━━━ Quoted text

Insurers use drones to assess Echo Arena fire damage

Published 25 January 2018

Insurers are using drones to get footage of vehicles from inside a multi-storey car park that was destroyed in a huge New Year's Eve fire.

On 31 December, an inferno ripped through Liverpool's Echo Arena multi-storey car park. The 1300 vehicles parked there at the time were obliterated within hours. 

Since the fire, hundreds of insurance claims have been processed. However, a number of motorists still haven't seen any form of compensation.

In a bid to speed up the claims processes, the wrecked cars are being remotely evaluated via drone footage by insurance firms, despite them being rendered virtually unrecognisable.

The Association of British Insurers (ABI) estimates the blaze will result in claims worth £20 million being paid out. The motor insurance industry paid out £33 million in claims every day in 2016 but it's very unusual to have so many cars destroyed at once.

The settlement offered to customers will take into account the cost of replacing the vehicle with one of the same age and condition, minus whatever excess applies to the policy.

Some payments have already been made to some of the hundreds of people who lost their vehicles in the blaze, however many drivers are still struggling to give proof that their vehicles were even involved in the fire.

━━━━━━
━━━ Supplied information

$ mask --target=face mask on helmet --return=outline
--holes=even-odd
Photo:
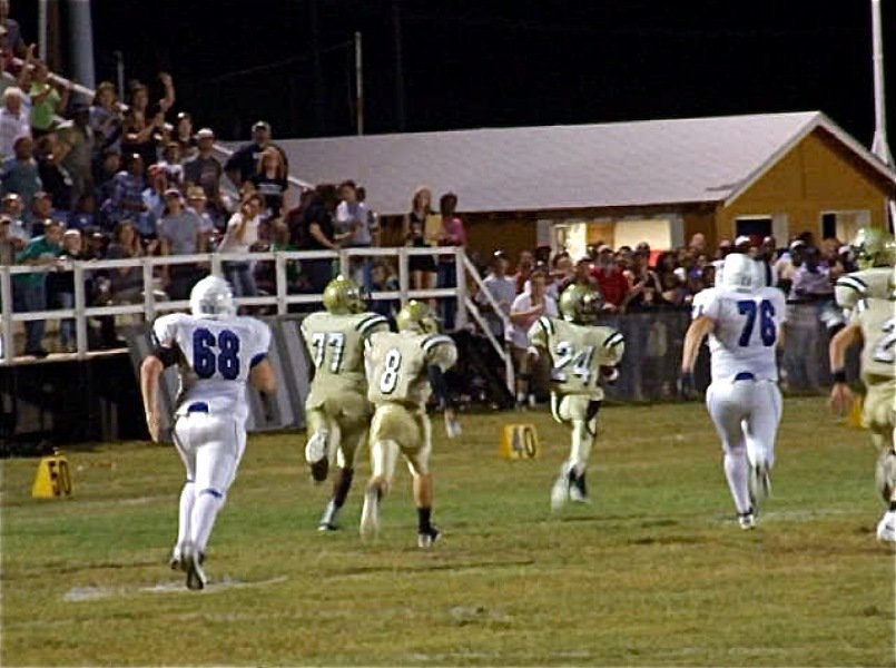
[[[190,312],[196,316],[234,315],[234,293],[230,285],[217,276],[206,276],[190,292]]]
[[[422,302],[412,299],[395,316],[400,332],[416,332],[419,334],[437,334],[439,321]]]
[[[762,266],[764,264],[742,253],[731,253],[725,257],[719,285],[742,292],[765,287],[766,267]]]

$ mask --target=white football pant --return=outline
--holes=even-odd
[[[775,463],[775,439],[781,421],[781,392],[770,381],[712,383],[706,395],[726,454],[746,449],[750,466]]]

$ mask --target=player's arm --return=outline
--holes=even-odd
[[[177,348],[169,327],[157,322],[152,332],[154,346],[140,365],[140,394],[149,438],[155,443],[161,438],[161,411],[159,410],[159,381],[166,367],[177,363]]]
[[[454,366],[457,361],[457,347],[445,335],[433,336],[423,346],[426,351],[426,377],[433,394],[439,400],[439,407],[445,413],[445,433],[449,439],[453,439],[460,435],[461,425],[457,423],[457,413],[445,381],[445,371]]]
[[[708,315],[701,315],[690,324],[685,334],[685,351],[681,354],[681,373],[692,374],[693,365],[697,364],[697,355],[700,354],[700,345],[703,338],[716,330],[716,321]]]
[[[853,322],[837,332],[830,340],[828,356],[830,357],[830,370],[834,376],[834,386],[830,389],[830,409],[838,415],[843,415],[853,405],[853,392],[846,384],[846,351],[864,340],[861,325]]]

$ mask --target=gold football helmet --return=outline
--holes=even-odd
[[[590,325],[600,313],[603,299],[593,287],[574,283],[560,295],[560,315],[579,325]]]
[[[863,227],[856,233],[851,246],[860,269],[896,264],[896,240],[883,227]]]
[[[351,278],[336,276],[324,289],[324,308],[334,315],[364,313],[367,311],[366,295]]]

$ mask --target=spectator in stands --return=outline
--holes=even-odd
[[[57,258],[62,254],[62,225],[57,220],[48,220],[45,233],[31,239],[24,249],[19,253],[16,262],[22,265],[35,267],[56,266]],[[14,287],[12,297],[17,313],[28,313],[32,311],[45,311],[47,308],[47,273],[33,272],[30,274],[17,274],[13,277]],[[43,333],[47,328],[46,321],[29,321],[24,324],[26,328],[26,355],[46,357],[47,350],[43,347]]]
[[[24,94],[17,86],[3,91],[3,108],[0,109],[0,159],[13,156],[16,140],[31,136],[29,114],[23,108]]]
[[[657,282],[660,286],[661,305],[683,306],[687,289],[685,282],[676,273],[676,255],[672,252],[661,253],[657,259]]]
[[[62,234],[62,252],[60,261],[83,259],[83,239],[77,229],[67,229]],[[60,264],[59,269],[47,276],[47,302],[53,308],[72,308],[75,306],[75,272],[70,266]],[[59,323],[59,343],[62,351],[75,352],[75,318],[67,317]]]
[[[0,0],[0,26],[7,31],[7,46],[13,55],[22,57],[26,52],[22,29],[19,22],[9,18],[9,0]]]
[[[31,233],[22,216],[23,210],[22,198],[18,193],[8,193],[3,196],[3,216],[9,220],[9,236],[17,252],[31,240]]]
[[[199,216],[200,228],[203,234],[208,236],[209,238],[209,249],[210,249],[210,240],[214,236],[216,228],[215,222],[211,219],[211,216],[208,215],[208,212],[205,210],[206,205],[206,196],[205,190],[203,190],[199,186],[190,186],[187,188],[187,207]]]
[[[252,177],[258,171],[262,154],[268,147],[273,147],[280,154],[284,169],[286,174],[289,174],[289,161],[286,159],[286,154],[270,141],[270,124],[259,120],[252,126],[252,143],[240,146],[224,165],[227,178],[234,186],[239,188],[247,180],[252,180]]]
[[[90,108],[75,105],[71,120],[59,126],[57,136],[62,166],[71,178],[71,198],[77,202],[93,190],[92,165],[97,143],[93,128],[90,127]]]
[[[545,288],[545,293],[554,301],[560,302],[560,295],[563,288],[569,285],[572,276],[575,274],[575,264],[572,257],[565,250],[554,255],[551,261],[551,282]]]
[[[24,210],[31,210],[31,202],[35,195],[41,190],[40,174],[38,164],[35,160],[35,143],[29,136],[19,137],[12,145],[13,157],[3,163],[3,170],[0,174],[2,180],[2,193],[16,193],[22,199]]]
[[[180,164],[180,145],[177,141],[165,145],[161,159],[156,164],[165,170],[169,184],[177,187],[184,184],[184,165]]]
[[[466,229],[463,219],[457,215],[457,196],[445,193],[439,199],[439,212],[442,214],[442,230],[437,243],[442,247],[465,248]],[[439,256],[437,282],[439,287],[457,287],[457,263],[453,254]],[[445,330],[454,330],[454,314],[457,311],[454,297],[442,298],[442,322]]]
[[[119,171],[121,171],[121,151],[115,147],[104,149],[99,158],[93,161],[93,188],[100,206],[107,199],[111,199],[115,193],[115,176]]]
[[[262,223],[262,212],[265,199],[258,193],[246,196],[227,223],[227,232],[218,247],[219,253],[249,253],[258,243],[258,226]],[[234,289],[234,296],[253,297],[258,294],[255,285],[252,264],[248,261],[232,261],[224,263],[224,275]]]
[[[336,187],[329,184],[317,186],[314,198],[305,210],[304,250],[338,250],[339,242],[333,225],[337,205]],[[307,276],[312,292],[323,293],[333,278],[333,261],[329,258],[306,259],[302,271]]]
[[[16,253],[20,249],[17,239],[10,234],[11,225],[9,216],[0,215],[0,267],[14,263]]]
[[[374,245],[377,229],[371,228],[371,217],[367,207],[358,202],[355,181],[346,180],[339,184],[339,204],[336,206],[336,235],[343,238],[343,247],[370,248]],[[370,258],[354,259],[351,273],[355,283],[371,289]]]
[[[40,139],[51,132],[57,125],[57,116],[61,115],[71,96],[71,82],[62,87],[60,95],[56,86],[50,82],[50,70],[42,60],[35,60],[31,78],[31,135]]]
[[[89,125],[93,130],[98,147],[106,149],[115,146],[118,148],[121,140],[122,119],[115,84],[111,81],[102,81],[97,86],[93,101],[90,105]]]
[[[130,108],[125,116],[122,153],[138,153],[144,164],[156,161],[156,134],[165,125],[165,115],[175,104],[174,79],[168,72],[159,72],[159,81],[165,87],[165,96],[151,109],[149,107],[149,89],[139,81],[130,88]]]
[[[68,217],[69,229],[90,229],[97,226],[97,198],[92,193],[85,193],[75,203],[75,209]]]
[[[483,281],[485,289],[480,292],[475,298],[485,322],[489,323],[489,328],[498,341],[504,341],[504,321],[510,317],[510,307],[516,298],[516,282],[506,275],[509,266],[506,255],[501,250],[495,252],[489,265],[489,275]],[[489,301],[486,292],[498,305],[498,312]],[[503,314],[504,317],[502,318],[500,314]]]
[[[220,198],[220,177],[224,170],[218,159],[211,155],[215,132],[209,128],[203,128],[196,132],[196,140],[198,154],[184,163],[184,180],[205,190],[208,213],[217,222],[226,212]]]
[[[195,255],[207,250],[201,220],[194,212],[186,209],[177,188],[169,188],[165,193],[165,215],[156,227],[161,255]],[[204,274],[194,263],[166,265],[163,279],[168,296],[173,299],[188,298],[193,286]]]
[[[591,268],[591,275],[597,279],[600,294],[603,295],[604,310],[616,313],[622,308],[629,292],[629,281],[617,263],[613,249],[607,244],[598,247],[598,258]]]
[[[530,292],[516,295],[510,307],[510,328],[506,340],[516,374],[516,407],[519,409],[525,407],[526,403],[530,406],[535,404],[535,395],[532,392],[534,361],[529,354],[529,328],[542,315],[548,317],[558,315],[557,302],[544,294],[545,278],[543,269],[533,269],[530,276]]]
[[[149,185],[144,189],[144,210],[134,219],[142,238],[156,236],[156,226],[165,215],[165,194],[168,191],[168,173],[158,163],[147,169]]]
[[[420,186],[411,199],[411,213],[405,214],[402,224],[404,245],[412,248],[425,248],[432,245],[426,238],[426,218],[433,215],[432,190]],[[430,289],[435,287],[435,259],[432,255],[412,255],[407,261],[411,272],[411,289]]]
[[[513,279],[516,282],[516,293],[523,292],[525,284],[529,282],[529,276],[535,266],[535,257],[531,250],[521,250],[520,259],[516,262],[516,273]]]
[[[174,141],[177,143],[180,149],[181,163],[195,158],[199,153],[199,143],[193,135],[193,116],[186,111],[177,115]]]
[[[111,229],[126,218],[139,217],[146,210],[145,188],[144,159],[140,154],[130,154],[125,161],[125,169],[112,179],[111,197],[101,205],[102,226]]]
[[[50,132],[37,140],[35,155],[40,183],[43,189],[52,197],[55,207],[62,214],[62,219],[65,220],[71,213],[73,204],[71,175],[62,163],[65,148],[60,150],[56,134]]]
[[[277,218],[284,209],[286,190],[289,188],[287,176],[289,175],[286,174],[283,155],[273,146],[268,146],[262,151],[258,168],[249,179],[265,199],[266,218]]]

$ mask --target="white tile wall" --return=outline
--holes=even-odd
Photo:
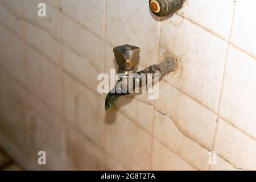
[[[256,15],[254,11],[256,2],[253,0],[237,0],[236,3],[231,42],[255,57],[256,25],[251,23],[250,20]]]
[[[256,141],[222,119],[218,125],[214,150],[237,168],[255,169]]]
[[[217,111],[227,45],[195,23],[174,15],[162,22],[159,61],[174,55],[180,68],[166,80]]]
[[[43,1],[46,18],[39,2],[0,1],[0,117],[13,121],[1,124],[22,160],[50,140],[72,169],[256,169],[254,1],[187,0],[162,19],[148,0]],[[170,56],[179,68],[158,100],[124,97],[106,113],[97,76],[117,68],[113,48],[125,44],[141,47],[139,69]],[[22,124],[30,110],[46,125]]]

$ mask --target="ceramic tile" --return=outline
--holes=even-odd
[[[47,31],[24,22],[25,39],[30,44],[51,61],[60,64],[60,44]]]
[[[72,125],[99,145],[104,134],[104,101],[67,74],[64,75],[64,114]]]
[[[97,92],[98,81],[97,76],[100,73],[91,63],[77,55],[67,47],[63,47],[63,67],[69,73],[75,76],[87,86]]]
[[[178,60],[164,78],[211,109],[218,106],[227,43],[178,15],[162,23],[160,58]]]
[[[29,95],[27,121],[33,147],[34,166],[38,169],[64,170],[67,168],[63,121],[34,95]],[[46,166],[39,166],[38,153],[46,152]]]
[[[70,125],[65,125],[65,130],[69,169],[104,170],[104,153]]]
[[[256,138],[255,69],[256,60],[230,46],[220,114]]]
[[[31,147],[26,122],[28,111],[26,90],[13,78],[2,72],[1,88],[0,130],[1,135],[15,145],[23,155],[28,154]]]
[[[155,111],[154,136],[176,153],[178,153],[184,138],[171,118],[156,111]]]
[[[7,2],[3,3],[2,1],[1,3],[0,3],[0,22],[10,28],[11,31],[21,36],[22,35],[22,22],[19,19],[18,15],[11,11],[6,5],[6,3]],[[18,13],[18,14],[19,13]]]
[[[197,169],[209,169],[209,151],[188,137],[185,137],[180,147],[180,155]]]
[[[251,23],[252,17],[256,15],[254,8],[256,2],[251,0],[238,0],[236,2],[231,42],[256,56],[256,24]]]
[[[179,155],[172,152],[156,140],[154,140],[152,169],[156,171],[196,170]]]
[[[114,46],[131,44],[141,48],[139,64],[157,61],[159,20],[150,13],[147,1],[107,0],[106,39]],[[132,8],[127,8],[127,7]],[[142,23],[143,22],[143,26]]]
[[[19,81],[26,84],[24,43],[0,26],[0,65]]]
[[[155,109],[171,116],[184,134],[211,148],[217,115],[164,81],[159,88]]]
[[[236,169],[222,158],[217,156],[216,164],[210,166],[211,171],[235,171]]]
[[[118,100],[117,107],[117,111],[121,111],[142,128],[151,133],[154,113],[153,106],[125,96]]]
[[[151,137],[120,113],[106,113],[105,148],[127,170],[148,170]]]
[[[178,13],[228,40],[234,6],[233,0],[187,0]]]
[[[62,42],[90,61],[98,72],[102,72],[104,58],[103,40],[66,16],[62,15],[61,19]]]
[[[256,169],[256,141],[222,119],[219,120],[214,150],[237,168]]]
[[[61,69],[27,48],[28,86],[52,109],[61,112]]]
[[[38,15],[38,5],[44,3],[46,6],[46,16]],[[59,9],[51,6],[45,0],[24,0],[24,18],[30,23],[38,25],[51,36],[60,38],[60,13]]]
[[[64,13],[102,38],[105,34],[104,0],[60,1]],[[70,11],[72,9],[72,11]]]

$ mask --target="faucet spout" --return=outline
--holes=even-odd
[[[147,85],[149,81],[151,81],[147,79],[148,74],[152,74],[153,77],[157,76],[160,79],[165,75],[174,71],[176,67],[177,60],[174,57],[170,57],[159,64],[151,65],[137,73],[129,76],[123,75],[115,87],[112,89],[106,97],[105,104],[106,111],[109,112],[114,111],[116,109],[117,101],[120,97],[126,96],[133,93],[133,92],[131,91],[133,91],[137,87],[141,88],[142,86],[145,86],[145,83],[143,81],[142,77],[140,76],[141,75],[143,75],[146,76],[146,84]],[[130,78],[134,77],[134,75],[137,75],[138,77],[132,80],[132,86],[129,86],[129,85],[131,84],[131,82],[129,80],[130,80]],[[152,80],[154,78],[153,77]]]

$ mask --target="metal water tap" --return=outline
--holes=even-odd
[[[146,78],[146,82],[142,80],[141,75],[148,74],[157,76],[159,79],[167,73],[173,71],[177,67],[177,60],[170,57],[165,61],[157,65],[152,65],[140,72],[135,73],[135,67],[138,63],[140,48],[136,46],[124,45],[114,48],[114,54],[115,60],[118,65],[118,73],[121,73],[118,81],[112,90],[108,94],[105,104],[105,109],[107,111],[113,111],[115,110],[116,102],[119,97],[130,94],[136,87],[144,86],[148,83]],[[132,79],[131,86],[129,80],[134,78],[134,76],[139,76]],[[156,75],[156,76],[155,76]],[[152,80],[155,78],[153,77]],[[144,84],[144,85],[143,85]],[[123,90],[126,92],[123,92]]]

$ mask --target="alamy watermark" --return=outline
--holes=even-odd
[[[109,92],[117,94],[147,93],[148,100],[158,98],[159,74],[141,73],[115,75],[115,69],[110,69],[110,77],[105,73],[98,75],[97,80],[101,81],[97,86],[99,93],[108,93]],[[110,89],[112,89],[111,90]]]
[[[40,151],[38,153],[39,156],[38,159],[38,163],[39,165],[46,165],[46,152],[44,151]]]
[[[38,11],[38,15],[39,17],[46,16],[46,5],[43,2],[38,4],[38,7],[39,9]]]

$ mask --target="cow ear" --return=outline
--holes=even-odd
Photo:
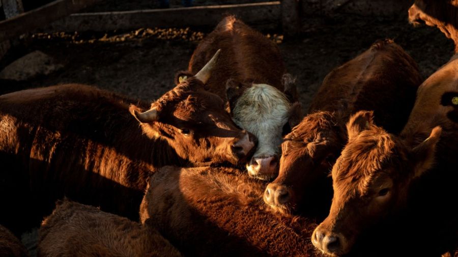
[[[227,79],[226,82],[226,98],[229,103],[231,112],[235,107],[236,101],[242,95],[243,92],[242,83],[232,78]]]
[[[138,107],[131,104],[129,107],[129,111],[141,123],[149,123],[159,119],[159,112],[156,107],[152,107],[146,111],[142,111]]]
[[[440,126],[435,127],[430,136],[412,150],[415,161],[414,178],[420,177],[434,165],[436,146],[442,132],[442,129]]]
[[[175,85],[181,84],[186,82],[188,78],[190,78],[194,76],[192,72],[189,71],[180,71],[175,74],[175,78],[174,79]]]
[[[288,100],[291,103],[297,102],[299,100],[299,94],[296,87],[296,77],[289,73],[284,74],[281,77],[281,84],[283,85],[283,91]]]
[[[350,117],[347,124],[347,131],[349,140],[354,138],[360,133],[374,125],[374,112],[371,111],[360,110]]]

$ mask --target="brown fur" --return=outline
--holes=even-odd
[[[147,179],[156,168],[237,164],[242,159],[232,145],[246,134],[222,100],[202,86],[193,78],[178,85],[152,104],[159,120],[141,126],[129,113],[133,100],[88,86],[0,96],[0,197],[8,210],[0,220],[25,226],[18,214],[38,221],[64,195],[137,219]],[[182,134],[183,128],[190,134]]]
[[[0,225],[0,256],[27,257],[25,247],[6,227]]]
[[[58,203],[38,231],[43,257],[180,256],[155,230],[77,203]]]
[[[458,53],[458,1],[415,0],[409,9],[409,21],[437,27],[453,41],[455,53]]]
[[[349,117],[374,110],[378,124],[397,133],[407,122],[421,81],[415,61],[390,40],[375,43],[331,71],[310,105],[310,114],[282,144],[280,173],[273,183],[289,188],[291,198],[288,204],[272,207],[322,215],[332,194],[325,189],[330,189],[326,177],[347,142]]]
[[[399,136],[377,126],[371,112],[350,119],[348,143],[332,169],[329,214],[312,236],[316,245],[323,245],[317,235],[327,235],[339,237],[336,254],[355,244],[356,250],[383,245],[422,256],[456,247],[457,70],[454,56],[420,85]]]
[[[150,179],[140,219],[188,256],[310,256],[314,222],[262,203],[264,184],[231,168],[165,167]]]

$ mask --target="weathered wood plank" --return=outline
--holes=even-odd
[[[140,27],[215,26],[227,14],[235,14],[250,25],[270,23],[277,26],[280,2],[196,6],[72,14],[56,21],[45,31],[106,31]]]
[[[58,0],[0,22],[0,42],[46,25],[100,0]],[[4,3],[4,5],[5,3]]]
[[[7,19],[12,18],[24,12],[22,2],[21,0],[1,0],[3,4],[3,11]],[[2,5],[0,4],[0,6]]]

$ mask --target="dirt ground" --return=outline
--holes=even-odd
[[[328,73],[377,39],[394,39],[417,62],[424,78],[453,54],[452,42],[438,30],[414,28],[405,20],[340,15],[305,21],[303,35],[293,40],[282,41],[280,32],[263,32],[278,43],[288,70],[297,77],[304,110]],[[198,28],[180,28],[144,29],[107,35],[36,35],[25,40],[25,46],[16,47],[7,59],[39,50],[64,65],[48,76],[20,82],[17,89],[82,83],[152,101],[173,87],[174,74],[187,68],[199,39],[209,32],[199,31]],[[274,35],[275,33],[278,35]],[[0,70],[7,64],[5,61],[0,63]],[[33,251],[36,231],[25,235],[23,239]]]

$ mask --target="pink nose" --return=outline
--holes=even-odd
[[[276,155],[253,157],[247,169],[251,176],[265,180],[273,179],[278,174],[278,158]]]
[[[264,191],[264,202],[270,205],[282,205],[291,199],[291,190],[282,185],[271,183]]]

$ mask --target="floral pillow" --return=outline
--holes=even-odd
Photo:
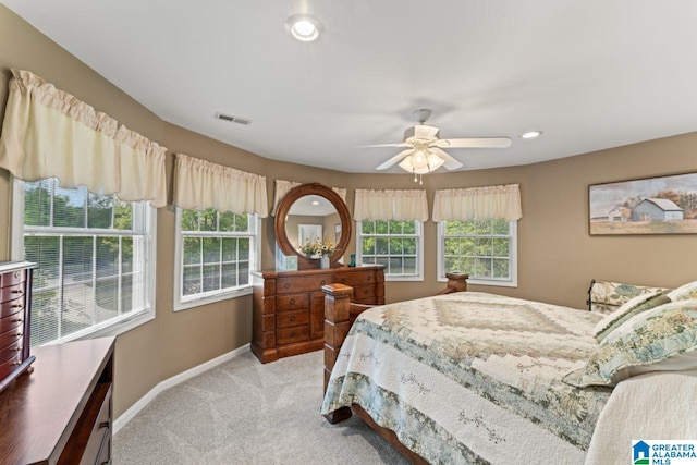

━━━━━━

What to work on:
a) According to the article on the Echo Arena car park fire, what amount in claims does the Association of British Insurers expect the blaze to produce?
b) Continue the article on the Echo Arena car park fire from its final sentence.

Answers in order:
a) £20 million

b)
Footage supplied by Matthew Brough

Without necessary proof - like parking tickets or photographic evidence - many people are finding themselves without hope of compensation.

Liverpool Mayor Joe Anderson confirmed 96 per cent of claims had been settled as of 24 January 2018, however a number of drivers are angered by different treatment by different insurers.

While many insurers - including Aviva, LV and NFU Mutual - have waived excess fees, others have refused to do so. Many drivers have also reported losing their No Claims Discount as a result of the fire, which was discovered to have resulted from a 16-year-old car.

Interestingly, a couple dozen cars on the top floor survived decimation when the seven-storey car park was englufed by flames. Yet, it's still unclear as to whether any of these cars will be returned to their owners.

Mayor Joe Anderson said: "I don’t even know how many cars there are that are going to be allowed to be salvaged. Some of the flooring has actually buckled and caved in, so how they’re able to be removed without a crane to lift them out, I don’t know."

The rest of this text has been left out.